Text in the records must be reproduced exactly, and pictures must be skipped.

──────── INFORMATION SUPPLIED ────────

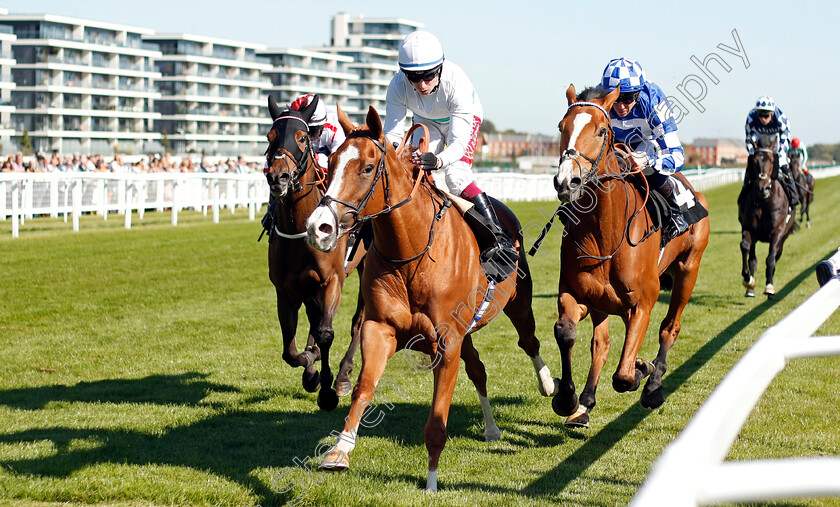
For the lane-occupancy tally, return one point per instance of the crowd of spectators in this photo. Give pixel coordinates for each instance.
(54, 162)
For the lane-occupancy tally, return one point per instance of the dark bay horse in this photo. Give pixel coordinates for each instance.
(805, 186)
(302, 275)
(422, 283)
(763, 214)
(605, 266)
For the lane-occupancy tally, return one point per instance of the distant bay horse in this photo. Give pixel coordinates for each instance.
(301, 274)
(805, 185)
(763, 213)
(606, 265)
(422, 284)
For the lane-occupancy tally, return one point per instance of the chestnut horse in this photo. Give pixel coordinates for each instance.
(607, 267)
(764, 214)
(422, 286)
(805, 185)
(301, 274)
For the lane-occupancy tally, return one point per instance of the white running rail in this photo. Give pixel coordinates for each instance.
(25, 195)
(692, 471)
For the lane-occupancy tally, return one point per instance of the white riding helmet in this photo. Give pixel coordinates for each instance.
(765, 103)
(319, 117)
(420, 51)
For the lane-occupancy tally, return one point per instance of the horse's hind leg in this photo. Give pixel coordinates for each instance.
(565, 402)
(331, 297)
(599, 349)
(342, 380)
(521, 315)
(478, 375)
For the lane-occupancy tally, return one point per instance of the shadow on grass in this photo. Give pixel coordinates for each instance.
(574, 465)
(234, 444)
(185, 389)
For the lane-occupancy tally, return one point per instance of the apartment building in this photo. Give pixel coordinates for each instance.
(295, 72)
(81, 85)
(7, 84)
(212, 95)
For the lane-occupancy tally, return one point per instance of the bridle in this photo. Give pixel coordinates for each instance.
(383, 174)
(301, 162)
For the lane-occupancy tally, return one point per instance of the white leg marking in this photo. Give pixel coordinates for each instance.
(491, 431)
(548, 386)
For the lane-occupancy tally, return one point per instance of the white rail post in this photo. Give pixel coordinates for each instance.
(216, 202)
(129, 185)
(15, 209)
(77, 203)
(176, 200)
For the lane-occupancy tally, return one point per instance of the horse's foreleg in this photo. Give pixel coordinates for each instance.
(342, 380)
(599, 350)
(378, 345)
(565, 402)
(478, 375)
(630, 371)
(446, 374)
(331, 298)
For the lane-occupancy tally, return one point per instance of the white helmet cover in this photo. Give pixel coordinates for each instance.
(765, 103)
(319, 117)
(420, 51)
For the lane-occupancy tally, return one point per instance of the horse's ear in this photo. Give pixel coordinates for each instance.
(273, 108)
(344, 120)
(571, 95)
(309, 110)
(611, 97)
(374, 123)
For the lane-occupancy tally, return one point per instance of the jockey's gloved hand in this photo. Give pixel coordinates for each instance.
(429, 161)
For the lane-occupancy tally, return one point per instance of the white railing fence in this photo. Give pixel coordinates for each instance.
(24, 196)
(692, 471)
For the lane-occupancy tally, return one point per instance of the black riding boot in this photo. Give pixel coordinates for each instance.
(498, 257)
(677, 225)
(790, 186)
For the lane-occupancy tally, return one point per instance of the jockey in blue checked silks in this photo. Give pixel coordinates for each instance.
(641, 118)
(767, 119)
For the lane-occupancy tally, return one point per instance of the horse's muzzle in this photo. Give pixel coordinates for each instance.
(322, 229)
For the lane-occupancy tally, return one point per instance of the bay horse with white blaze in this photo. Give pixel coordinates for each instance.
(805, 185)
(764, 214)
(606, 265)
(301, 274)
(422, 283)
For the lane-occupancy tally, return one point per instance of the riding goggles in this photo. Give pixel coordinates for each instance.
(422, 75)
(627, 98)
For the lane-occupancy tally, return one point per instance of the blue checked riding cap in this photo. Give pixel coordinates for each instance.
(627, 73)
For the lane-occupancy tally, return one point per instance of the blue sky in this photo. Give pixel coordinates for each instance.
(521, 56)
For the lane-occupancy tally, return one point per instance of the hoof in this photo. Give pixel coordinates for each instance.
(580, 419)
(311, 381)
(327, 399)
(343, 387)
(653, 399)
(334, 461)
(564, 405)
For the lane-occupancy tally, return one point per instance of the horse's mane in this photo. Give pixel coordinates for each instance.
(592, 92)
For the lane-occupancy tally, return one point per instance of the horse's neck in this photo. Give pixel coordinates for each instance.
(294, 208)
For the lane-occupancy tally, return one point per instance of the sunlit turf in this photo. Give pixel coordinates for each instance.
(143, 367)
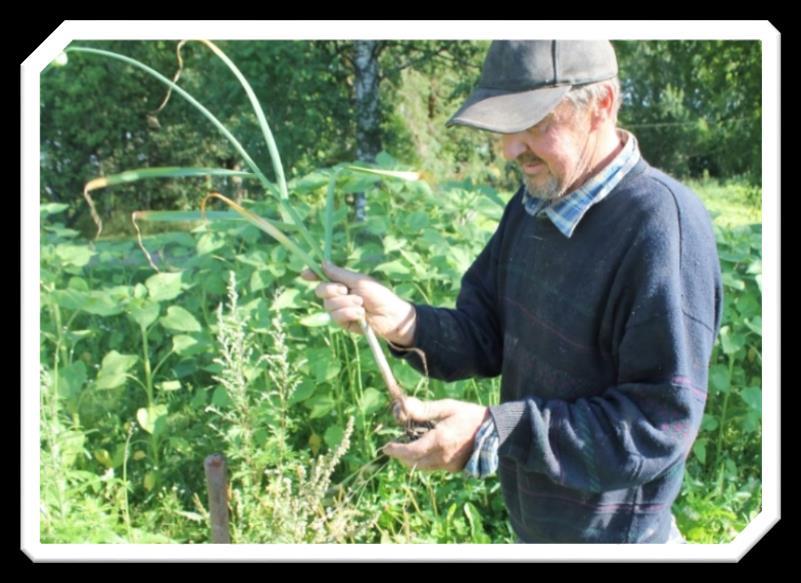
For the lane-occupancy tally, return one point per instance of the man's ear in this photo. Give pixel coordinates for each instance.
(604, 107)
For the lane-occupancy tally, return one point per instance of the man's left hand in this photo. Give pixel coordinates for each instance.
(449, 445)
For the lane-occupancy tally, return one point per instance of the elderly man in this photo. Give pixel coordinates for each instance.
(598, 300)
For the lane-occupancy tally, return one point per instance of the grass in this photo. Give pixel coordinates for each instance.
(730, 203)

────────

### WORKED SOLUTION
For the lane-occupancy tally, return one point per instance of the crowd of spectators in this photo. Give pixel coordinates for each instance.
(54, 162)
For the lane-occupancy tally, return one point per instance of the dark bay horse in this photo. Give pixel coordinates for each instance.
(805, 186)
(302, 275)
(422, 283)
(763, 214)
(605, 266)
For the lane-occupancy tally, return one point per instance of the distant bay horse in this photo. Give pixel coordinates for each instance.
(301, 274)
(805, 185)
(763, 213)
(606, 265)
(422, 284)
For the lane-occupancy tally, return one point per instance of the chestnut horse in this photo. Give pixel coordinates for each instance.
(607, 267)
(764, 214)
(422, 286)
(805, 185)
(301, 274)
For the lane-occupancy tally, return one point per instance of the white running rail in this photo. Give pixel coordinates for each instance.
(25, 195)
(692, 471)
For the lane-occupancy tally, return one point per instance of the white riding helmet in this photo. Give pixel coordinates for each instance.
(765, 103)
(319, 117)
(420, 51)
For the lane-occupancy tally, return one point per instance of the horse's hind leg in this photo. Give pixel coordinates for each instance.
(565, 402)
(331, 297)
(599, 349)
(342, 380)
(521, 315)
(478, 375)
For the lane-occupancy tally, return one point per instance of the shadow on grass in this photo. Give pixel coordinates for each instance.
(574, 465)
(234, 444)
(185, 389)
For the lane-occupancy tally, return one point per instance of the apartment building in this photo. Give pixel coordinates for each instance.
(295, 72)
(81, 85)
(7, 84)
(212, 95)
For the lane-occupancy tally, return one point per instance of the bridle in this photo. Give pixel coordinates for each instance.
(383, 174)
(301, 162)
For the lane-occupancy tally, return one point per instance of the white leg marking in this photo. Give pixel coordinates for each instance.
(491, 431)
(548, 386)
For the lane-occupancy tally, return one point per instance of the white rail post in this photo. Give pixel coordinates for each instance.
(216, 202)
(129, 185)
(15, 209)
(77, 203)
(176, 200)
For the lane-occupancy tally, return one point per instance of the horse's foreleg in this photo. Give pixel coordinates for each instance.
(342, 380)
(599, 350)
(378, 345)
(565, 402)
(478, 375)
(630, 371)
(446, 374)
(331, 298)
For the lane-occupancy tally, return one point per instance of the white helmet cover in this photo. Give pixel coordinates for each instance.
(765, 103)
(319, 117)
(420, 51)
For the lane-occupancy tally, return one point per instance of the horse's ear in this photo. Give pixel coordinates for each instance.
(273, 108)
(344, 120)
(571, 95)
(309, 110)
(611, 97)
(374, 123)
For the lane-occupancy tally, return one point per instance of the jockey's gloved hand in this photo. Give pixel coordinates for each instance.
(429, 161)
For the lane-occupancy tally, return one point per instance of the white railing fence in this photo. Give pixel coordinates for each instance.
(24, 196)
(692, 471)
For the lane-occupancy tally, return one point per instance of the black riding boot in this photo. Give pixel coordinates for each instance.
(498, 257)
(677, 225)
(790, 186)
For the lane-occupancy tally, return one point per instance of the jockey in blue checked silks in this photo. Give pixel coordinates for each instance.
(641, 118)
(767, 119)
For the lane-occupancy tally, return one point per instance of the horse's muzzle in this photo. Give pixel coordinates for each instance.
(322, 229)
For the lane-occupancy tally, return one point per instance of the bay horse with white blaze in this photo. Give pixel coordinates for each instance.
(805, 185)
(764, 214)
(606, 265)
(301, 274)
(422, 283)
For the lane-occupancy tally, return one point per instance of the riding goggles in this photo. Give pixel coordinates for each instance.
(422, 75)
(627, 98)
For the lane-occupancy tally, return one point per instance of the blue checked riding cap in this photo. Give pixel coordinates for each instance.
(627, 73)
For the lane-occupancy tally, return one point per instance of the blue sky in this photo. Give pixel coordinates for each instance.
(521, 56)
For the lane-occupancy tally, return one point per instance of the hoof in this photo. Give pixel coordinates for each instance.
(580, 419)
(311, 381)
(327, 399)
(343, 387)
(653, 399)
(334, 461)
(564, 405)
For the lane-occupancy tally, return one point per instance of the horse's mane in this photo. Give pixel coordinates for each instance.
(592, 92)
For the lane-occupancy tally, return one point per instance of the horse's neck in this photo. Give pixel coordinates for each instance.
(294, 208)
For the lane-occupancy tally, return one point per instance of the sunlit turf in this photo. Give pixel coordinates for each instance.
(143, 367)
For the lane-occupancy tally, return one point per instance of the man's ear in this photo. Give pixel coordinates for each instance.
(604, 107)
For the lane-occupancy tally, return one point per instance of the man's left hand in this photo. Give pixel coordinates for each instance.
(449, 445)
For the lane-occupancy tally, return one point per instance of the elderly man in this photo. Give pixel coordinates for each instance.
(598, 300)
For the lane-occupancy tally, return one point per instance of the grass in this photo. Give pixel coordinates for each instance.
(730, 203)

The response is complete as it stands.